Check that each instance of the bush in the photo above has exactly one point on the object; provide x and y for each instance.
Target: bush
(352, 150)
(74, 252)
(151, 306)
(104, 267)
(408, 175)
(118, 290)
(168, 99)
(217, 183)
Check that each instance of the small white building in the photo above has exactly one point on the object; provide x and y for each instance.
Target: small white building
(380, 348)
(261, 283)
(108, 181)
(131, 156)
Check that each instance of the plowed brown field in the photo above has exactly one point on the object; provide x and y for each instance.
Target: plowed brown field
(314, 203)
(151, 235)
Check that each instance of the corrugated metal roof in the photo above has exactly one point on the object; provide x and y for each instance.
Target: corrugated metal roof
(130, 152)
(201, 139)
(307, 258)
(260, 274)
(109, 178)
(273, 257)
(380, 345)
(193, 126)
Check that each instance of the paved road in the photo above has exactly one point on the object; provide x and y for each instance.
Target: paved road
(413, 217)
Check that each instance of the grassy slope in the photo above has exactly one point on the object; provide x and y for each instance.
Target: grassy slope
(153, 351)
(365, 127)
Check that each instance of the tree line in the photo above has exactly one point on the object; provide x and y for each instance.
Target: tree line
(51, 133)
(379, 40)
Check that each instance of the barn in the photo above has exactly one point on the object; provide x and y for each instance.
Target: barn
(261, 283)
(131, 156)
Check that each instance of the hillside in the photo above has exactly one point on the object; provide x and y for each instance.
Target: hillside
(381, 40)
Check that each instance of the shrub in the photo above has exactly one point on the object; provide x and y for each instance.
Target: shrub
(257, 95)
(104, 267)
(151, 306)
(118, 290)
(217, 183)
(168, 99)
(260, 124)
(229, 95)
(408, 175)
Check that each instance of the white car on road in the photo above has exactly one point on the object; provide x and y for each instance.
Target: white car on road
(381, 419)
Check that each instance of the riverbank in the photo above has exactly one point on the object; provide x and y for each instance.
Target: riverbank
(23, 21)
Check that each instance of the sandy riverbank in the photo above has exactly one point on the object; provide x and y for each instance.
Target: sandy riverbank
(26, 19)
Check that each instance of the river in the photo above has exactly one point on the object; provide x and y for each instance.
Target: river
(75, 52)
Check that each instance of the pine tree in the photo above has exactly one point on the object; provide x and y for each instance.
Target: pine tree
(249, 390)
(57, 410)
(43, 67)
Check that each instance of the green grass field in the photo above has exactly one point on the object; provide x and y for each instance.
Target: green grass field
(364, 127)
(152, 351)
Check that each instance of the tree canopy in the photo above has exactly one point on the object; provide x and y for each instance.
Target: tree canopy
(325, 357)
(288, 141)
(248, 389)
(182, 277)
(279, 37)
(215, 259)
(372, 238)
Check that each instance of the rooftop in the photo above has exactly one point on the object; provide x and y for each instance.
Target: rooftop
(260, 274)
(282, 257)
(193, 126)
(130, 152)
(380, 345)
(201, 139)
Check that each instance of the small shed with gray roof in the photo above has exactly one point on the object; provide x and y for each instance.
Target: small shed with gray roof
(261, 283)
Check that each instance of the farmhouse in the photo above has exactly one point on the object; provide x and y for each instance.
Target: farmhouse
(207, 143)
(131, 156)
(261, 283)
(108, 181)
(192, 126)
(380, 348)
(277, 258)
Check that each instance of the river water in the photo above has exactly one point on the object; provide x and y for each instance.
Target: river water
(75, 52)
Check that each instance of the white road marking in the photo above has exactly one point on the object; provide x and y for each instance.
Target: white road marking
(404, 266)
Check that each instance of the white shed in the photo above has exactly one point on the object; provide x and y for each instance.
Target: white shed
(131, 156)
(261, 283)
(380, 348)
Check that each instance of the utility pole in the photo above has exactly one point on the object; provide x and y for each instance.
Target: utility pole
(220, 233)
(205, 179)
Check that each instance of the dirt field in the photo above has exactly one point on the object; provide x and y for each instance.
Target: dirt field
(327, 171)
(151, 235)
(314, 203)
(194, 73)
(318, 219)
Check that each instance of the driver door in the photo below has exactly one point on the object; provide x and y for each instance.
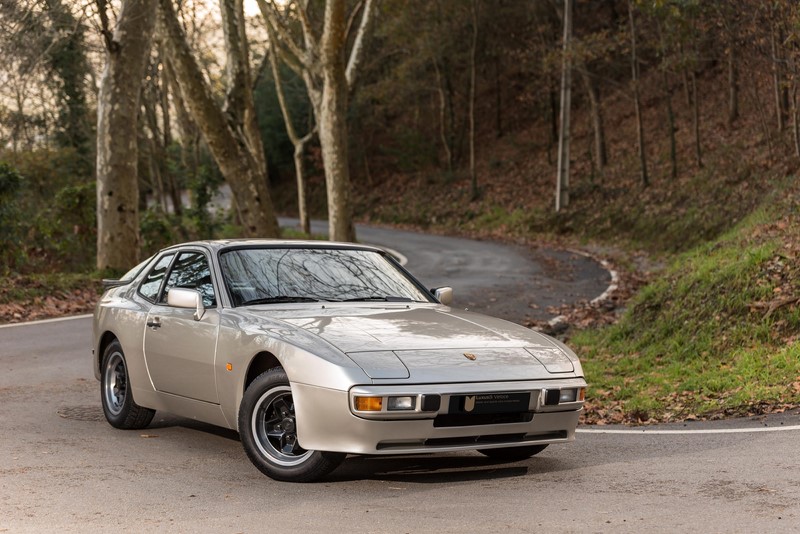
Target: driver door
(180, 351)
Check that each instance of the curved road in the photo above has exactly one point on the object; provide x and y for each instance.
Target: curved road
(508, 281)
(63, 468)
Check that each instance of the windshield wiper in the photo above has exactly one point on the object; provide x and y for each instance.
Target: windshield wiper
(279, 299)
(380, 299)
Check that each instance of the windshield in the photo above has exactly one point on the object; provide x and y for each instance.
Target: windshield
(279, 275)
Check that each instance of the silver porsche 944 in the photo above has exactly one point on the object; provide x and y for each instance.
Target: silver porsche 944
(316, 350)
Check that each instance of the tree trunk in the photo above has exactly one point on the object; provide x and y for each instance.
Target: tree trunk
(443, 130)
(673, 152)
(601, 155)
(698, 152)
(733, 84)
(777, 79)
(472, 173)
(117, 114)
(795, 124)
(297, 143)
(333, 123)
(636, 100)
(498, 97)
(562, 171)
(239, 158)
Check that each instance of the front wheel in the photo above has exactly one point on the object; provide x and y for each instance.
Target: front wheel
(513, 454)
(115, 392)
(268, 429)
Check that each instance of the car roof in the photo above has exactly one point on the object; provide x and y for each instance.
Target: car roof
(220, 244)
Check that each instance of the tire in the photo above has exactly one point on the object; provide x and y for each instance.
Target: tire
(267, 428)
(115, 392)
(513, 454)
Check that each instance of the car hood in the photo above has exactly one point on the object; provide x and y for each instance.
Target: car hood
(432, 343)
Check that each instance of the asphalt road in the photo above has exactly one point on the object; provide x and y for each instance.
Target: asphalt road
(512, 282)
(62, 468)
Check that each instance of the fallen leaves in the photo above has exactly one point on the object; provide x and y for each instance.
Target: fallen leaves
(57, 303)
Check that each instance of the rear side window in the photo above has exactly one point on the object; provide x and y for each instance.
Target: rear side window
(152, 282)
(191, 271)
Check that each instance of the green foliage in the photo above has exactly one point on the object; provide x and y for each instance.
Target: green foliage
(48, 213)
(10, 227)
(697, 340)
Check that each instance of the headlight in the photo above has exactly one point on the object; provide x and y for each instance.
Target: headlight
(401, 403)
(368, 404)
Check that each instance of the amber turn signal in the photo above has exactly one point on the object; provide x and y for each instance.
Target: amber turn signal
(368, 404)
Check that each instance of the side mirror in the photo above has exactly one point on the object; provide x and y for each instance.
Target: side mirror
(186, 298)
(443, 295)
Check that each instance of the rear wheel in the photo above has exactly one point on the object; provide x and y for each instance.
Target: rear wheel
(268, 429)
(115, 392)
(513, 454)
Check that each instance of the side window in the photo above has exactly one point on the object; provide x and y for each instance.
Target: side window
(191, 272)
(152, 282)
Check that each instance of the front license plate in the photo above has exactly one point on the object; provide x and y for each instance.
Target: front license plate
(490, 403)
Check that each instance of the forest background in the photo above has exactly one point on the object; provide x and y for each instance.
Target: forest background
(683, 147)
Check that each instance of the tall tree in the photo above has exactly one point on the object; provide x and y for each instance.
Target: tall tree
(231, 134)
(319, 59)
(127, 49)
(299, 143)
(562, 171)
(636, 98)
(473, 51)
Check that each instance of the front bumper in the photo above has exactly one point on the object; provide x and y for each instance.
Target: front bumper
(325, 421)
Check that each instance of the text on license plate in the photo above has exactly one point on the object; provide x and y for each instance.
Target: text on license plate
(490, 403)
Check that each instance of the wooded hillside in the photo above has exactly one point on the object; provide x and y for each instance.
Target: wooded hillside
(451, 118)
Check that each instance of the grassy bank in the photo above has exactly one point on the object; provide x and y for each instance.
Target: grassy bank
(716, 334)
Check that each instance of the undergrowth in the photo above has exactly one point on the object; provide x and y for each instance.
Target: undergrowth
(714, 335)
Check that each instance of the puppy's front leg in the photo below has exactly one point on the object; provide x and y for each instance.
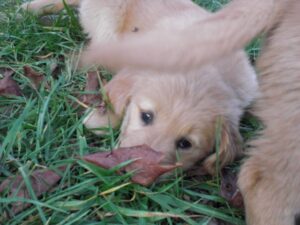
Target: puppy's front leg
(47, 6)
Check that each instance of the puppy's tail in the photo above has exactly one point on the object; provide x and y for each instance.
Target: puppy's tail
(226, 31)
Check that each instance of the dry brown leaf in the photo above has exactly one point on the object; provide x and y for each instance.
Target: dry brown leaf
(230, 190)
(8, 86)
(147, 165)
(56, 67)
(41, 182)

****************************************

#### BRIEF
Reproduce exactly every line that sits between the start of the entries and the line bearing "Check that each instance of the shrub", counting both of those lines.

#### OUTPUT FOR THIS TASK
Check that each instance of the bush in the photo above has exactly one point on the object; provide x and y for each instance.
Target: bush
(352, 150)
(74, 252)
(151, 306)
(104, 267)
(408, 175)
(118, 290)
(168, 99)
(217, 183)
Check that each instance of the small white building in the photo above has exactly one point on the object; provide x and y for each instance.
Target: small white building
(380, 348)
(261, 283)
(108, 181)
(131, 156)
Check that each instance of the plowed brown field in the photo above has exactly one point on the object; provide x and y for each instance.
Target: plowed brown field
(314, 203)
(151, 235)
Check that each instance of the corrugated metal roof in the photo above has exactly one point on the object; provide x and y for each instance.
Target: corrugated metal roof
(130, 152)
(201, 139)
(307, 258)
(260, 274)
(109, 178)
(273, 257)
(380, 345)
(193, 126)
Check that each instance of the paved road in the photo above has exactly one point on the object; provide x and y for each instance.
Target: paved road
(413, 217)
Check that each instance of the grassy slope in the photo above has exactly one point on the object; provide x and y for each instance.
Target: grassy slope
(153, 351)
(365, 127)
Check that each instance of the tree line in the photo above has exactly one point on the object; provide x and y for each instance.
Target: tree line
(51, 133)
(379, 40)
Check that each instance of the barn in the photo above has exactly one point on the object; provide x and y for each instance.
Target: barn
(261, 283)
(131, 156)
Check that each instance of the hillside in the photo above has exactly one point on the object; provide x and y for each instance.
Target: hillside
(381, 40)
Check that each instance of the shrub in the photo above has exactly one point on the object; provide x and y for each instance.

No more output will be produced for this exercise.